* _PASSAGE_
I was actually having a little bit of a moment where I felt myself kind of reverting back to twenty twenty three in my I got a very aggressive again. That's what kind of caused me to be in the vech Court program. And luckily at that time, like I said, I had gotten to know the guys through the VEC Court programming and actually Camp Hope had been mentioned a few times. I was like, hey, come get me. I was like, come get me now. Okay, when did you get here January twenty seventh of this year.
Okay, so you've been here for a little bit, yeap, What's what's changing, if anything? For you?
I'm actually starting to, i mean, appreciate myself, if that makes sense.
I love it.
Although I may be a little I don't want to say broken, cracked. I'm glued back together now and I'm starting, you know, him myself back together and like, you know, I'm not so bad after all.
Yeah, some folks term it as broken. Some don't like that term. I kind of look at it as a wounded and like say, for instance, cancer left undiagnosed and untreated, it's going to cost you. And PTSD will do that. It will cost you if it goes undealt with so diagnosis or not, however you choose to go about it, there's got to be some kind of treatment, some kind of how do we deal with this in a healthier
way for you? When you were doing this on your own, was alcohol or something else involved or what was going on?
Well, I just said a lot of emotional dress, okay, because I mean prior to that, you know, I was doing the the little bit of self medicating with you know, alcohol and stuff like that, but I and I knew that wasn't it. I wasn't abusing it, but I was using it kind of what you would call, I guess as a crutch anyway. And I was because I was
bouncing back and forth with I was. I was going to church and stuff like that and going out and doing the street ministry and this that and the other and all that, and I was like, dang, something still is not right. I still ain't right. So then I was like, oh, I mean getting this relationship and I was like, no, I'm still ain't right and this that and the other, and yeah, long and behold twenty twenty or twenty twenty three, it was like, I don't know, I was done.

* _EXPLORE THE MATERIAL_
**A)** Answer these questions from the interview transcript:
(i) On what date did the speaker arrive?
(ii) What does the speaker say alcohol was used as?
(iii) To what does the interviewer compare PTSD that goes untreated?
**B)** Extend the interview transcript, continuing from its last sentence.
You can do the work without the data that follows this interview.

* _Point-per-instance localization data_
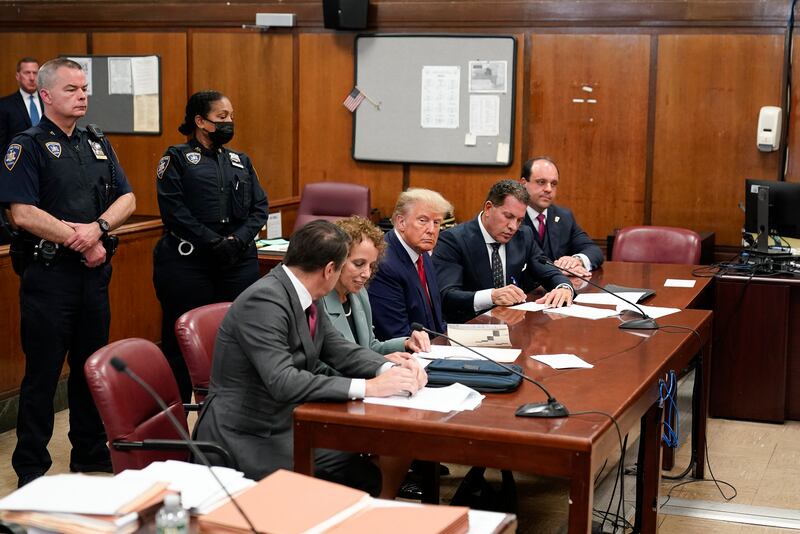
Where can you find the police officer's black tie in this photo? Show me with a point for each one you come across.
(498, 277)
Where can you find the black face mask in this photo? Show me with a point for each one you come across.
(223, 134)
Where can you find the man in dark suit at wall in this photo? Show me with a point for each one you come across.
(554, 227)
(405, 289)
(275, 351)
(21, 109)
(492, 260)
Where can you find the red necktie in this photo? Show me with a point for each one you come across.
(311, 313)
(422, 278)
(540, 218)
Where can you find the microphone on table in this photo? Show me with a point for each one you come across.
(122, 367)
(551, 408)
(645, 323)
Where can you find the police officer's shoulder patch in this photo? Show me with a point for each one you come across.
(54, 148)
(163, 163)
(12, 155)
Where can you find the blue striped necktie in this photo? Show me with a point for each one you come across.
(34, 112)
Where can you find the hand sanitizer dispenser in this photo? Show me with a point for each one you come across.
(768, 137)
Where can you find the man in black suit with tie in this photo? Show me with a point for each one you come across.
(554, 227)
(21, 109)
(492, 260)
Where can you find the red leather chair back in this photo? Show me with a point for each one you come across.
(657, 244)
(196, 331)
(332, 201)
(127, 411)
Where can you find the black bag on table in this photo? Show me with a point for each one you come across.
(480, 375)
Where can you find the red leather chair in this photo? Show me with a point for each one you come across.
(332, 201)
(657, 244)
(138, 431)
(196, 331)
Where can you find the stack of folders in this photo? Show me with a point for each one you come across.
(82, 504)
(290, 503)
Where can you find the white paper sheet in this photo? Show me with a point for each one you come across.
(440, 96)
(484, 115)
(86, 65)
(677, 282)
(76, 494)
(652, 311)
(480, 335)
(562, 361)
(119, 76)
(452, 352)
(455, 397)
(145, 75)
(145, 113)
(274, 225)
(529, 306)
(582, 312)
(605, 298)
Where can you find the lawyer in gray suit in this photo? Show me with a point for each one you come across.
(347, 306)
(274, 351)
(554, 227)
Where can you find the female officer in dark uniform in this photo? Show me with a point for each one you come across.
(212, 207)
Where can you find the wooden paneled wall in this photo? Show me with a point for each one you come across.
(669, 140)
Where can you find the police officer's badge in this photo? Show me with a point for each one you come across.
(97, 148)
(163, 163)
(235, 161)
(54, 148)
(12, 155)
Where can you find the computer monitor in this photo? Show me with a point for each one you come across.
(783, 208)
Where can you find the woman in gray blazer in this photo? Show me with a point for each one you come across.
(347, 305)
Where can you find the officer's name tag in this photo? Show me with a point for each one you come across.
(235, 161)
(97, 149)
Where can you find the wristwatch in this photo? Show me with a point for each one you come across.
(104, 226)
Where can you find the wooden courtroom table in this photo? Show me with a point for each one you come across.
(756, 365)
(623, 382)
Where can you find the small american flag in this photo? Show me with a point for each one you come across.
(354, 99)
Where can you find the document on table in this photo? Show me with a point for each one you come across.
(77, 494)
(450, 352)
(480, 335)
(582, 312)
(677, 282)
(606, 298)
(199, 491)
(529, 306)
(562, 361)
(455, 397)
(652, 311)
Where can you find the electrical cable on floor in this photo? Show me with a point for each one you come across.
(619, 477)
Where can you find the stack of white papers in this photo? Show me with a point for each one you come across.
(455, 397)
(199, 491)
(450, 352)
(562, 361)
(582, 312)
(76, 494)
(652, 311)
(528, 306)
(480, 335)
(606, 298)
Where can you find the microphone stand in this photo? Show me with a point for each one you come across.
(122, 367)
(551, 408)
(645, 323)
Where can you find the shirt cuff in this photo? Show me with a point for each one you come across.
(568, 286)
(482, 300)
(358, 388)
(587, 264)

* _ANSWERS_
**A)**
(i) January twenty seventh of this year.
(ii) A crutch.
(iii) Cancer left undiagnosed and untreated.

**B)**
That was when it was what everybody, I guess would call come to Jesus meeting.
But even then, it took you over a year to make the choice to come to camp. So what did you do in that time?
In that time, I was in jail for seven okay you know, and then I uh, you know, yeah, seven months of jail, and then I had about two months to get ready to go into the ve court program and stuff. So there was a whole year there, and then I'd done a whole another year of the actual the program and stuff, and I I was like, I'm okay, but I'm not okay. I just something I don't know.
It's like, see, you've been in camp for roughly four months roughly. What's it been like for you?
For me, I helped when I first got there, I was very standoffish, kind of like I am high alert, kind of figure out.
Comes in that way. Yeah.
Yeah. But now for me, now I feel.
I've found people, you know, I can be vulnerable with, you know, and them not take offense to my aggression, you know, even though I don't really get a I call it aggressive, but it's actually just kind of very passionate, uh speaking.
You know, there's a lot of that around our place. Some people very passionate about a lot of things. What are you looking forward to.
Uh, Actually, I'm looking forward to keeping uh some peace actually and keeping it because I mean I kind of feel like I've been fighting for it for a long time.